**Given request:**
Rewrite the entries below as a JSON list of strings, one string per line and no blank lines. Begin with the line containing "Provide the location of each instance of the encrusting" and continue through the end of the entries.

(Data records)

** Begin **

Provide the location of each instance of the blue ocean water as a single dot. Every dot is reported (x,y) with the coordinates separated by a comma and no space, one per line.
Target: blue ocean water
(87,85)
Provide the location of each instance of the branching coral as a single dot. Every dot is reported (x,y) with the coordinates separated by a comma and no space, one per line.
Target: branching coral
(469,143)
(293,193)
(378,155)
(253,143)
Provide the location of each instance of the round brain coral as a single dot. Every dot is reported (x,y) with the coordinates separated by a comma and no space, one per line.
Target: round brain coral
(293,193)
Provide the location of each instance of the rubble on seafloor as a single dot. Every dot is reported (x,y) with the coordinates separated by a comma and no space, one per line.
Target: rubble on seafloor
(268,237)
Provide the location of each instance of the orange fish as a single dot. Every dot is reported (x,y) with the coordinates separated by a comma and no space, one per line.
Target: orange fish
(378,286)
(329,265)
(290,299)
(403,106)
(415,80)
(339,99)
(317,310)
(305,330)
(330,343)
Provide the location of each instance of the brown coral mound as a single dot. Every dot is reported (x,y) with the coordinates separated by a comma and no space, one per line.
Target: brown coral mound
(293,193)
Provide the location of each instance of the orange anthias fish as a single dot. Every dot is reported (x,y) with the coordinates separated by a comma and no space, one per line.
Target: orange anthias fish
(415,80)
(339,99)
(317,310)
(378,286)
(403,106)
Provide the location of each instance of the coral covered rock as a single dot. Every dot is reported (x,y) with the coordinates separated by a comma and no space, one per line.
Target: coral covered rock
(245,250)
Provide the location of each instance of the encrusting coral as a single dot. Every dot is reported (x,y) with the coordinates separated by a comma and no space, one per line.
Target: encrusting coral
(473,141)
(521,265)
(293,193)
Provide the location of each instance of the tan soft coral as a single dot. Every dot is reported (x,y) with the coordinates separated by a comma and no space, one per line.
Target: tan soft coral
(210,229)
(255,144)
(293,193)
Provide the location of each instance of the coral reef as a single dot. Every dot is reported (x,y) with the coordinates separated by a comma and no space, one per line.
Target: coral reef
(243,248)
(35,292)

** End **

**Written response:**
[
  "Provide the location of each instance of the encrusting coral as a single dot. Every dot is reported (x,y) with the coordinates separated by a comma and no space, one per line.",
  "Target: encrusting coral",
  "(473,141)",
  "(521,265)",
  "(293,193)",
  "Provide the location of each instance of the tan soft coral as a single dot. Every dot is reported (x,y) with the coordinates separated by a comma and no space, one per line.",
  "Target: tan soft coral",
  "(210,229)",
  "(255,144)",
  "(293,193)",
  "Provide the location of each instance of the coral reef as a single dot. Every dot is reported (x,y) with the coordinates separated by a comma and no space, one per line.",
  "Target: coral reef",
  "(243,248)",
  "(35,292)"
]